This may be interesting but it seems lower priority than just about anything else we could be doing. And doing this is going to break lots of existing cgo code in mysterious way that will require a lot of debugging.

Is there something that just can't cope with the current way cgo works? It sounds like the answer is no.

rsc commented 8 years ago

I'm also generally skeptical about making cmd/compile include cmd/cgo. That's a layering violation: cgo is a build system-issue, not a compiling Go code issue. I don't want the compiler to turn into the build system.

rsc commented 8 years ago

Does that mean we should put SWIG (a C++ program) into cmd/compile too?

mdempsky commented 8 years ago

And doing this is going to break lots of existing cgo code in mysterious way that will require a lot of debugging.

I'm curious why you think this. My expectation is that cgo code will compile identically as before.

Is there something that just can't cope with the current way cgo works?

My motivating use case is it's currently impossible to write robust type-sensitive refactoring tools that work on Go source files that use cgo, because you have to apply go/types to the post-processed source.

I'm also generally skeptical about making cmd/compile include cmd/cgo. That's a layering violation: cgo is a build system-issue, not a compiling Go code issue. I don't want the compiler to turn into the build system.

I don't expect cmd/compile and go/types to take on any more responsibility for compiling C code than cmd/cgo already does internally. And x/tools/go/loader already has to run cmd/cgo.

Does that mean we should put SWIG (a C++ program) into cmd/compile too?

» **LIST OF TASKS**
1) In the cgo thread, what does mdempsky say is currently impossible to write?
2) Please output the cgo thread from "This may be" up to and including "answer is no.".
3) List every Go command or package path containing a slash that the cgo thread mentions.

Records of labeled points

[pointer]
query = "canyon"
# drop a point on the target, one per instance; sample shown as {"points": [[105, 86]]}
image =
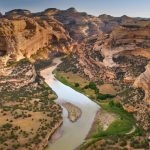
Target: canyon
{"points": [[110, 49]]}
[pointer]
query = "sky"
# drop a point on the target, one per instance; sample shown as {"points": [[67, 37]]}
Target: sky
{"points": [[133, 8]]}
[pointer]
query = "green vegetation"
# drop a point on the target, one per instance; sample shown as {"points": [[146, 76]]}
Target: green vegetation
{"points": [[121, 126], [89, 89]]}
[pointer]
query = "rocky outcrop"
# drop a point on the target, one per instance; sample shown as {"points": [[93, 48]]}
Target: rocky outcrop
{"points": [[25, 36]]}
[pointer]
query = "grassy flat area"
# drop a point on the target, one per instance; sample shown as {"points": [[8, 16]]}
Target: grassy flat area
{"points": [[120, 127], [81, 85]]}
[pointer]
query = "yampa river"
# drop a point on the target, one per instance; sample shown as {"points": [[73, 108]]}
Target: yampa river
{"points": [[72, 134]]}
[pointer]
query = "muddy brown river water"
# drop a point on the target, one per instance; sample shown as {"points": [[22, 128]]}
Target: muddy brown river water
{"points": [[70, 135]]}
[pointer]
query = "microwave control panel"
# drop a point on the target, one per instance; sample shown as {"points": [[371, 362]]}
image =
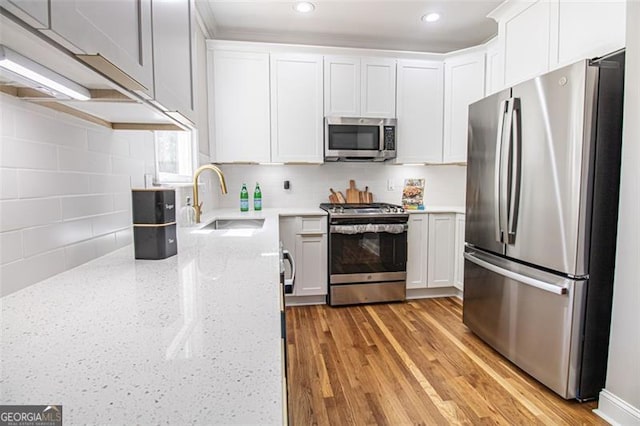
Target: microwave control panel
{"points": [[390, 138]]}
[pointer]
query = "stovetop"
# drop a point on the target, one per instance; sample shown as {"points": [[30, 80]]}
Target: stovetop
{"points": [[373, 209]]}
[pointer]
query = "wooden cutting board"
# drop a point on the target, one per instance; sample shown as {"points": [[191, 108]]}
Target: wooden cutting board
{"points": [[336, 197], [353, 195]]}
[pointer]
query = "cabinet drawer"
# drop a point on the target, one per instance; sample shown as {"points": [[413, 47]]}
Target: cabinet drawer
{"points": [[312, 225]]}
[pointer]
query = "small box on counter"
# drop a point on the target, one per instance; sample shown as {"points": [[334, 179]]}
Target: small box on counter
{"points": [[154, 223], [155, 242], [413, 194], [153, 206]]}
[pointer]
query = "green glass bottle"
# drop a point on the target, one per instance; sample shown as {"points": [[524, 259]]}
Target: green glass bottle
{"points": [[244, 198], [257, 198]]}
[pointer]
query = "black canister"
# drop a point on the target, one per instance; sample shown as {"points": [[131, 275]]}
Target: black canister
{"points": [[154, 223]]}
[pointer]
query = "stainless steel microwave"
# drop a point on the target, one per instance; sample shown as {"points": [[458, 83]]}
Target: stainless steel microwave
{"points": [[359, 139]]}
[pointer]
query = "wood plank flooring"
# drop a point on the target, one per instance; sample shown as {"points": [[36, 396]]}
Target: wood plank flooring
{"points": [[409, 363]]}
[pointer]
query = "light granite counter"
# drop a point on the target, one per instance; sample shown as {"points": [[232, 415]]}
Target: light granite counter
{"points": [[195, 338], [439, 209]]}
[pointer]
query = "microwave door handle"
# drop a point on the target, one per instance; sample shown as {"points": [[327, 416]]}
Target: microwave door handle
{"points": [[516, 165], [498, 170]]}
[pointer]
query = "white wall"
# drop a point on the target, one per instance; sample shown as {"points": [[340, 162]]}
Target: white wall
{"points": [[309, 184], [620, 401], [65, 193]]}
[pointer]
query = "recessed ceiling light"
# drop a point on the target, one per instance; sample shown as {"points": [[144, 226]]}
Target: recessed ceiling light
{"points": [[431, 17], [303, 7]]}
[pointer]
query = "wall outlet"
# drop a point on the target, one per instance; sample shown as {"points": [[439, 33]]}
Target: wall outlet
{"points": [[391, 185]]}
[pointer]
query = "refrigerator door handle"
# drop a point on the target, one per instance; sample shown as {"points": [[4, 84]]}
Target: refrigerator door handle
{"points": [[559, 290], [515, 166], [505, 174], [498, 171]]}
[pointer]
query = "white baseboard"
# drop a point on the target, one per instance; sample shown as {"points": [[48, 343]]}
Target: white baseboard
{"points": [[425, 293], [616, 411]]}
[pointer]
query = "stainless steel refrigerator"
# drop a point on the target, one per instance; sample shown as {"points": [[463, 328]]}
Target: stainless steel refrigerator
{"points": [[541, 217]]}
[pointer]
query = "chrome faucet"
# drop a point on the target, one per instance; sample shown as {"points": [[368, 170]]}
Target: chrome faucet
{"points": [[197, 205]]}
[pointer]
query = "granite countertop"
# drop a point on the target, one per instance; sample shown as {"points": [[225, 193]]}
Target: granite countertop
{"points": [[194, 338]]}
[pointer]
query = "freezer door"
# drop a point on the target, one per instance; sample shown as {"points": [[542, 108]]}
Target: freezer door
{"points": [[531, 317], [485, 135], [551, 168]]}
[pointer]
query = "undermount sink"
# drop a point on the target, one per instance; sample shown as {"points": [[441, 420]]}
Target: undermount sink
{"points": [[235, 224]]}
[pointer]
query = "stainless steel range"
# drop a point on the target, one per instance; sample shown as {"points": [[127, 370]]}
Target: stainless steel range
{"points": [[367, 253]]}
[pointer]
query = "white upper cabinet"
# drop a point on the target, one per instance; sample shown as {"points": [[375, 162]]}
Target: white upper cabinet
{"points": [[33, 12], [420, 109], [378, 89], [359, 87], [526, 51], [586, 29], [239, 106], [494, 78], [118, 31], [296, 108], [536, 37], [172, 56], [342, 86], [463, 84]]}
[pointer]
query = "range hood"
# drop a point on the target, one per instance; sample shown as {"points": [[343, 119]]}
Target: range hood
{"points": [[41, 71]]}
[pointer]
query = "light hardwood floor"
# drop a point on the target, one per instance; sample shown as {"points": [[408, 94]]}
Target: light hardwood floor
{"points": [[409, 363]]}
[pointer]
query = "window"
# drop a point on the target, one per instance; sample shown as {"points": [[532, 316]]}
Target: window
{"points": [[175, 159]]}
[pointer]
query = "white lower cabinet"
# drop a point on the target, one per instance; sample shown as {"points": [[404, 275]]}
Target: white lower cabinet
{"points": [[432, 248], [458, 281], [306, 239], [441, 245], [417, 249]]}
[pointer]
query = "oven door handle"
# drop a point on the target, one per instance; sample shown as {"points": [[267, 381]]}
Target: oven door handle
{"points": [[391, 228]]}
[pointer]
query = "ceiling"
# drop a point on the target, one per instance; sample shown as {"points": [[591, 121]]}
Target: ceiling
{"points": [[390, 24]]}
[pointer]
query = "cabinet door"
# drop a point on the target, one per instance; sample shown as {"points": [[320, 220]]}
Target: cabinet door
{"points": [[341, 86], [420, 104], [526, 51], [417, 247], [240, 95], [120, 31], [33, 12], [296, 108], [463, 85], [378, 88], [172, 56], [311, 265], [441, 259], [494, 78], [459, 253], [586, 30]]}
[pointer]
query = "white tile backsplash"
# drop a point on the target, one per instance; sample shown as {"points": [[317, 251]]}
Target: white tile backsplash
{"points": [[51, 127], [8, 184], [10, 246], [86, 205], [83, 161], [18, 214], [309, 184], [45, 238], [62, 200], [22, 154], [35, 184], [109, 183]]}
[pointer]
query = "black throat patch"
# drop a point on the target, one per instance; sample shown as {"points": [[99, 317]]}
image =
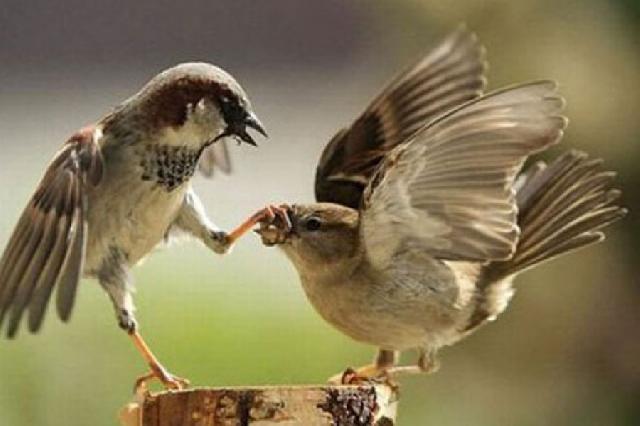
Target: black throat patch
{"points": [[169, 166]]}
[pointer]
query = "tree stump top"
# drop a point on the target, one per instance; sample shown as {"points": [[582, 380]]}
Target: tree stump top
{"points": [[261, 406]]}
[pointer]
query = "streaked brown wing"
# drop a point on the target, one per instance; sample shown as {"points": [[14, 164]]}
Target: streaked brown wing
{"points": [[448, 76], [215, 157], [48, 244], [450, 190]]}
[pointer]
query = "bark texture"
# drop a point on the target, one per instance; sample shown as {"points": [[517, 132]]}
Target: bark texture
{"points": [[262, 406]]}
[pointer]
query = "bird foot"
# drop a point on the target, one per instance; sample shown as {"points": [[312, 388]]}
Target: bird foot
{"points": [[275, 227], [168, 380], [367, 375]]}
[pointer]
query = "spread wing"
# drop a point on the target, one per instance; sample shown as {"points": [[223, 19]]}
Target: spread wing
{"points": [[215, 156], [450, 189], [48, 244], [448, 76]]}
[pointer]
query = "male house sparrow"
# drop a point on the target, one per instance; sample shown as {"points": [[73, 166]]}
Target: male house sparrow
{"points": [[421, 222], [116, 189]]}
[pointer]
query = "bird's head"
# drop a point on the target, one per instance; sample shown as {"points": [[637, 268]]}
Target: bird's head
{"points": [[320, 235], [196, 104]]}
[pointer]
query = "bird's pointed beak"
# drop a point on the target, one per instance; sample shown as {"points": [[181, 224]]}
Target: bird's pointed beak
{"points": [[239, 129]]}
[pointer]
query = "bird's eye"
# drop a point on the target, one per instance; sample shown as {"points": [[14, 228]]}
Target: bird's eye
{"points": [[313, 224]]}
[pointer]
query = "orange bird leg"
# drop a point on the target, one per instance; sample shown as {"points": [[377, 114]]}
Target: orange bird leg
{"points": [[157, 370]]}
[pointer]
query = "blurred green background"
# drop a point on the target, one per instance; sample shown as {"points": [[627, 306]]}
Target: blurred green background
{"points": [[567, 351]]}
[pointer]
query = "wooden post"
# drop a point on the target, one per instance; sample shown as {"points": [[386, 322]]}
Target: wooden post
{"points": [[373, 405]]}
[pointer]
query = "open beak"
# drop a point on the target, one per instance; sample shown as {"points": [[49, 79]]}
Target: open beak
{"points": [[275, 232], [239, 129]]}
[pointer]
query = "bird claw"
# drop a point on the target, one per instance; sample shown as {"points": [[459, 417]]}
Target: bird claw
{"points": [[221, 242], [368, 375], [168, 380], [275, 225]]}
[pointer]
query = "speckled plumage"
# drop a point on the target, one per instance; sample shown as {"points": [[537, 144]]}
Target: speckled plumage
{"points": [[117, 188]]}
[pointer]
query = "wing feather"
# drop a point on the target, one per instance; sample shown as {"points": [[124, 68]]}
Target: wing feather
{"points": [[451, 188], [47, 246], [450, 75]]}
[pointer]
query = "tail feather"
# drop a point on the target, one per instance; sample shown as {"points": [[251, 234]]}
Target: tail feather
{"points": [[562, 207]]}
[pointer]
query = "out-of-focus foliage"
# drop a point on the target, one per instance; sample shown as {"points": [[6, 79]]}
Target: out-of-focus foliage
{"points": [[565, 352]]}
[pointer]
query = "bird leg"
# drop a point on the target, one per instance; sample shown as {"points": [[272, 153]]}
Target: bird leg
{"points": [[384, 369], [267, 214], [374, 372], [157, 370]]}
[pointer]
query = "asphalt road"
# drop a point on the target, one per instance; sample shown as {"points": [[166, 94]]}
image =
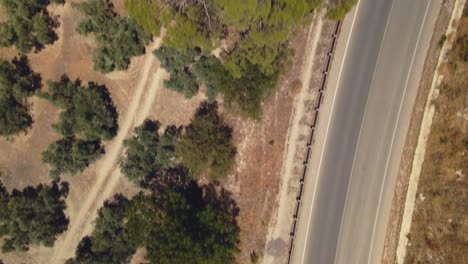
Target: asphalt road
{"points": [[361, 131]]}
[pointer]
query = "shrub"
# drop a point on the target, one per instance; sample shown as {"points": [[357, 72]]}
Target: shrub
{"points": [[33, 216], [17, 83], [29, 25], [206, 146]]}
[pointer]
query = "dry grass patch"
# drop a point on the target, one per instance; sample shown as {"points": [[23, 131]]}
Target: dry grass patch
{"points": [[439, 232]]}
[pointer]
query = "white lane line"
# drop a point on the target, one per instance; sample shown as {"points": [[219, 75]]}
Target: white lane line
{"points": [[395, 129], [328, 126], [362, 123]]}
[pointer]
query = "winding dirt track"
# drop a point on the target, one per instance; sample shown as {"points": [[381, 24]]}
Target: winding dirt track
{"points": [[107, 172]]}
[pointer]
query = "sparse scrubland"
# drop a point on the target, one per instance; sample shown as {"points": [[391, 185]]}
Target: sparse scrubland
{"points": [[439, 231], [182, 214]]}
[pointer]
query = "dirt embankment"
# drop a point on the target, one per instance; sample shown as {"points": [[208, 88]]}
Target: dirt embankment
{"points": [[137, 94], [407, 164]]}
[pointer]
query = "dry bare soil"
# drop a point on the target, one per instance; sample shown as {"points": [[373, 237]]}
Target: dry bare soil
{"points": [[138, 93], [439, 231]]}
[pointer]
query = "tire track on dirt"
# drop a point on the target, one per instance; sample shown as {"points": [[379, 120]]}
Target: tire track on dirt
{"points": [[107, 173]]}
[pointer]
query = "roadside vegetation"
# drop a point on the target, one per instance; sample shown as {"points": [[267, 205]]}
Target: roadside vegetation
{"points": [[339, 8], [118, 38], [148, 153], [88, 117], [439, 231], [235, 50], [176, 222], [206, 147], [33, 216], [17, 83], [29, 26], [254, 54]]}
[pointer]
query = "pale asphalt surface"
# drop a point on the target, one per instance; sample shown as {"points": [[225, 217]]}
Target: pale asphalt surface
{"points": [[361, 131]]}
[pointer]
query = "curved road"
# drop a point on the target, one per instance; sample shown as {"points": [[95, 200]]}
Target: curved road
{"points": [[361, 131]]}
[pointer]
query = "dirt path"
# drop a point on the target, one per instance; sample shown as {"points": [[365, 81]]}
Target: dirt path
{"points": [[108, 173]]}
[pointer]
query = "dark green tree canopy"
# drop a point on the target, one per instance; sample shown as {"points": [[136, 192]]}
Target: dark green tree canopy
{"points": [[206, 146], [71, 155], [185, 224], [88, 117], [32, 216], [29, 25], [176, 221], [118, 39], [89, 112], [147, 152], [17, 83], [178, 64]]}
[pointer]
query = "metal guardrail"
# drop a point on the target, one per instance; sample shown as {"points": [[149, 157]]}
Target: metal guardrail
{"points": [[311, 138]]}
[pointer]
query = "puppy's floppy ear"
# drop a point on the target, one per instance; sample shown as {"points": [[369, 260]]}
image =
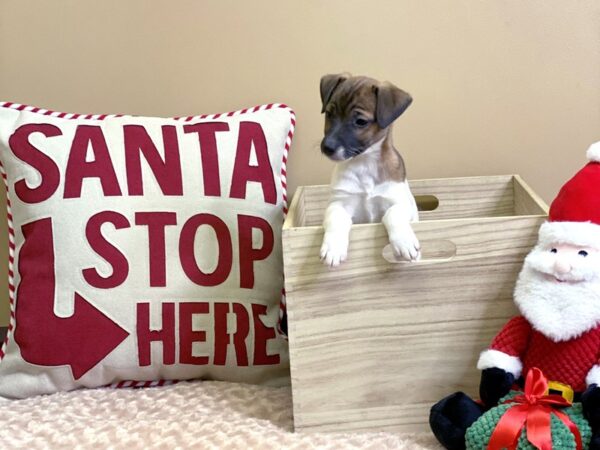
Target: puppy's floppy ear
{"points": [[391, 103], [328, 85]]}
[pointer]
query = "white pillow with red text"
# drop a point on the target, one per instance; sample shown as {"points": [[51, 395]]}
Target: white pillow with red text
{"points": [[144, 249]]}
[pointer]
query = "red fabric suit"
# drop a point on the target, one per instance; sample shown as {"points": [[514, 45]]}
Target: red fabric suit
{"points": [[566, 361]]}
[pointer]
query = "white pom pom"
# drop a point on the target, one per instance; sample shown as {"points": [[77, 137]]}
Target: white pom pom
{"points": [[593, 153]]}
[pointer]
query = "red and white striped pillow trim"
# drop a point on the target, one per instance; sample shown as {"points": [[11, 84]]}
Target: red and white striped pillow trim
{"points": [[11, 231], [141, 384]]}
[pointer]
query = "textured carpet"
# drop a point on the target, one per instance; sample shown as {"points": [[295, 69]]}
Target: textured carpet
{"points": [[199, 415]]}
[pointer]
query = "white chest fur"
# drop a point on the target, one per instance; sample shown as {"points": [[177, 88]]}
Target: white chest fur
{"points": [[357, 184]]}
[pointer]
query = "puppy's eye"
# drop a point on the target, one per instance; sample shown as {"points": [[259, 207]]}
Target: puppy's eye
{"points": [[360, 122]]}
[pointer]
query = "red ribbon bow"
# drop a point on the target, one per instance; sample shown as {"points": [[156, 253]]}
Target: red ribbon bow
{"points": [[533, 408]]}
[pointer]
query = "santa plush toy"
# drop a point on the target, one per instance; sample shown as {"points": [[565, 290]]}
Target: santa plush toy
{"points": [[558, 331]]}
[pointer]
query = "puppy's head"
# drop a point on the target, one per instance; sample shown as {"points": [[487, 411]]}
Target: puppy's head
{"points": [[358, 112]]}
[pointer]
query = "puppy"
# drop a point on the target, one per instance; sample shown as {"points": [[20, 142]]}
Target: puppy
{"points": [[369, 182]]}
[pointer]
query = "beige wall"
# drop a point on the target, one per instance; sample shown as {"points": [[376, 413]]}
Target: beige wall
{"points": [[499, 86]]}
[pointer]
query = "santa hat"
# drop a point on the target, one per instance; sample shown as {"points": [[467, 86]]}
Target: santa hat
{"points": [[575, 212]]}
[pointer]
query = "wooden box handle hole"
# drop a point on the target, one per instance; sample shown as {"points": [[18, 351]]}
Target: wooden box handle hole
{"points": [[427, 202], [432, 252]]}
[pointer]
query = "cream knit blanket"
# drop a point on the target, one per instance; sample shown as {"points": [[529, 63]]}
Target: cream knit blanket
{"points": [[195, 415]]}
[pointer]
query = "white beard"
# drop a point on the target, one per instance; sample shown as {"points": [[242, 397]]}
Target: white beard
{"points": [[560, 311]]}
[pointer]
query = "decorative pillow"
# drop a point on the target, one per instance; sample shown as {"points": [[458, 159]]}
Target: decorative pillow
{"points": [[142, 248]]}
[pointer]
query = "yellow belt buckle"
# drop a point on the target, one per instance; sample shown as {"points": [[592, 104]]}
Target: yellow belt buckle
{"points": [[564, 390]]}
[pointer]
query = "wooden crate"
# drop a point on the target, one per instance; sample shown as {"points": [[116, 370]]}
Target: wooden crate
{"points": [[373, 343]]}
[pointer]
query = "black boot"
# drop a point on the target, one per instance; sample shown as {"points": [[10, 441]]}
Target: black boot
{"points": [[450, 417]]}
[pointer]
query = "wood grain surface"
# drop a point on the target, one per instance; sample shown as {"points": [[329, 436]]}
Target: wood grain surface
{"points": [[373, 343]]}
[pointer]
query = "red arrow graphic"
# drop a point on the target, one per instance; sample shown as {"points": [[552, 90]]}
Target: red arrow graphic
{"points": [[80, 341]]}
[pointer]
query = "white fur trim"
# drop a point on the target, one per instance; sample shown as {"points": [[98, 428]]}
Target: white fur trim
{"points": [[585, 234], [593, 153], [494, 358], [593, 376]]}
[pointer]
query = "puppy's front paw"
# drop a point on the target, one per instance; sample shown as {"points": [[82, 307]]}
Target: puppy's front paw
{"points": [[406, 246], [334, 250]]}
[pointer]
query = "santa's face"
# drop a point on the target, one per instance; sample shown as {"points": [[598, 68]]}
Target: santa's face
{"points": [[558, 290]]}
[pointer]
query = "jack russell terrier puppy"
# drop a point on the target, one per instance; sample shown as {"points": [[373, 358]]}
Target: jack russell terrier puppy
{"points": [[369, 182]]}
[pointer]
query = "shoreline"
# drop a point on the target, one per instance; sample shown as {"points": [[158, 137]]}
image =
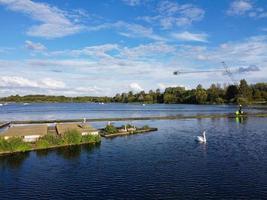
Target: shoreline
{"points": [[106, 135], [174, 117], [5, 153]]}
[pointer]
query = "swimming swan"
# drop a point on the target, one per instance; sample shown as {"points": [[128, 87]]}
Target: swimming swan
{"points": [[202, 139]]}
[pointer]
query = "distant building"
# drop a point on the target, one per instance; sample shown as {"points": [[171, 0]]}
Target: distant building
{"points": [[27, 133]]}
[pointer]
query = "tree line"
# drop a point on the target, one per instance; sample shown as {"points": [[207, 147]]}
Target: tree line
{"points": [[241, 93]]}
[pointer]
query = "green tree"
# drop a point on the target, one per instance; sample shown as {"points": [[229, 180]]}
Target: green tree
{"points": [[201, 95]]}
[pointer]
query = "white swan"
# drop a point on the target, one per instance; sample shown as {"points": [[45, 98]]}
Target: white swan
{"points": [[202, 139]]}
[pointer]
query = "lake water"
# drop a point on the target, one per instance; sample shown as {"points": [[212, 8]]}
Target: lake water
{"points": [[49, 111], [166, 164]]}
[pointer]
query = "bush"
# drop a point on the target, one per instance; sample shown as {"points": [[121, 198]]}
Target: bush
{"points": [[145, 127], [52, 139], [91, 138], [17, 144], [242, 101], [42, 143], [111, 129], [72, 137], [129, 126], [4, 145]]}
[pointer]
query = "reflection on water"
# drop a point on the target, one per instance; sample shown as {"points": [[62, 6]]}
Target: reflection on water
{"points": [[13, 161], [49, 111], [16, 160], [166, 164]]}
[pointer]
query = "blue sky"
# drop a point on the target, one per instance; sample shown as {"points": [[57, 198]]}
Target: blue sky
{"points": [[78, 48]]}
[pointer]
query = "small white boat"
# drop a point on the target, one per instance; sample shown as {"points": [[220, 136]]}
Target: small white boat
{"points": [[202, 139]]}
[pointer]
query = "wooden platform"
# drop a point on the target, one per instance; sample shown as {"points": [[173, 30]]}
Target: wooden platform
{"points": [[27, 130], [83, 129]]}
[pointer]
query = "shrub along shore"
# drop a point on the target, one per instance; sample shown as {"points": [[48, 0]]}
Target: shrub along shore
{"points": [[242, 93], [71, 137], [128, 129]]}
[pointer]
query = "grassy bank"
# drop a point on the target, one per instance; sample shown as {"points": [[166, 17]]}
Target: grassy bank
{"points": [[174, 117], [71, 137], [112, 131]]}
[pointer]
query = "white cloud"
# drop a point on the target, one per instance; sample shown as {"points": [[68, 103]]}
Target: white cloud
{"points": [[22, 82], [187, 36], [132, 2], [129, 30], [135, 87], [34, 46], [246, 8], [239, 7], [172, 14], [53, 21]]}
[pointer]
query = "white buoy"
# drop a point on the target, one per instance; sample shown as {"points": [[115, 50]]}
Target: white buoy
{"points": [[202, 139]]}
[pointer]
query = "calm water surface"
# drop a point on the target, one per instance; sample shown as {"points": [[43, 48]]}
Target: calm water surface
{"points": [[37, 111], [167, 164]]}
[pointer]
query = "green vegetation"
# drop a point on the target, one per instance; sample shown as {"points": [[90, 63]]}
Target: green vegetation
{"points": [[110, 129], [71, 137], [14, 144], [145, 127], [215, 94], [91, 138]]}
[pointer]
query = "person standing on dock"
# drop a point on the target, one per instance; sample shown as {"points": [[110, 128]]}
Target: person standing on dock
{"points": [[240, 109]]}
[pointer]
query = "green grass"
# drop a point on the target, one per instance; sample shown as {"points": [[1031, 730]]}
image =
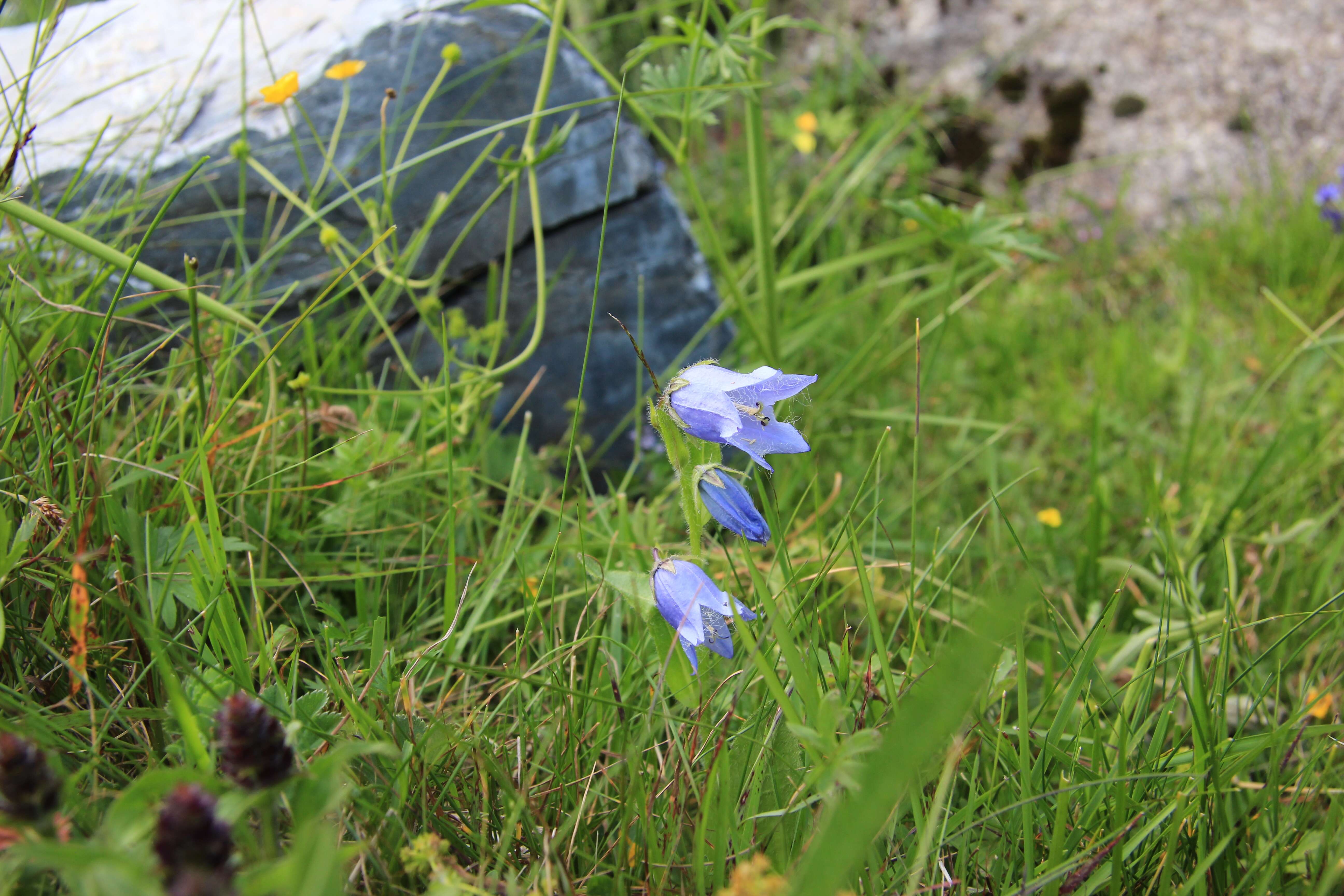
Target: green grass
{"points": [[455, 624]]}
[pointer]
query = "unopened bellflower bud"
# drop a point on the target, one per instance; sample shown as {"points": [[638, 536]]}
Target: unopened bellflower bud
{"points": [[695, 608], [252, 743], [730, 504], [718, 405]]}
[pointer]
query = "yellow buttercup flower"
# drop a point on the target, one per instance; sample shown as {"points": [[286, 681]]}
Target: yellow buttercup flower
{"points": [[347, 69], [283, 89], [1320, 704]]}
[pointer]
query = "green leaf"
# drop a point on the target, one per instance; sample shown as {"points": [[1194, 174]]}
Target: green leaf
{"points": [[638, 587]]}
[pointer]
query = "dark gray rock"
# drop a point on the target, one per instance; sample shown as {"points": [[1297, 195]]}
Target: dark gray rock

» **THE SOLUTIONS**
1) Robust type-sensitive refactoring tools that work on Go source files that use cgo.

2)
This may be interesting but it seems lower priority than just about anything else we could be doing. And doing this is going to break lots of existing cgo code in mysterious way that will require a lot of debugging.

Is there something that just can't cope with the current way cgo works? It sounds like the answer is no.

3) cmd/compile, cmd/cgo, go/types, x/tools/go/loader